=== Exercise task ===
Reproduce the listing below verbatim, line for line, without altering any character.
:: Entries
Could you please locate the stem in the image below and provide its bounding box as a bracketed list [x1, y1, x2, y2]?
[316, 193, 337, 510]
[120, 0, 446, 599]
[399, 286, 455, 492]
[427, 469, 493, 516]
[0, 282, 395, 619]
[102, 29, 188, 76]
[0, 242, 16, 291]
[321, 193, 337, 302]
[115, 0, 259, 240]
::::
=== Answer to this problem ===
Could you please locate the stem in the image below and provide its bounding box as a bracketed list [x1, y1, x2, y2]?
[316, 193, 337, 510]
[120, 0, 446, 599]
[399, 286, 455, 492]
[427, 469, 493, 516]
[0, 282, 395, 619]
[102, 29, 188, 76]
[0, 242, 16, 291]
[321, 193, 337, 302]
[115, 0, 259, 240]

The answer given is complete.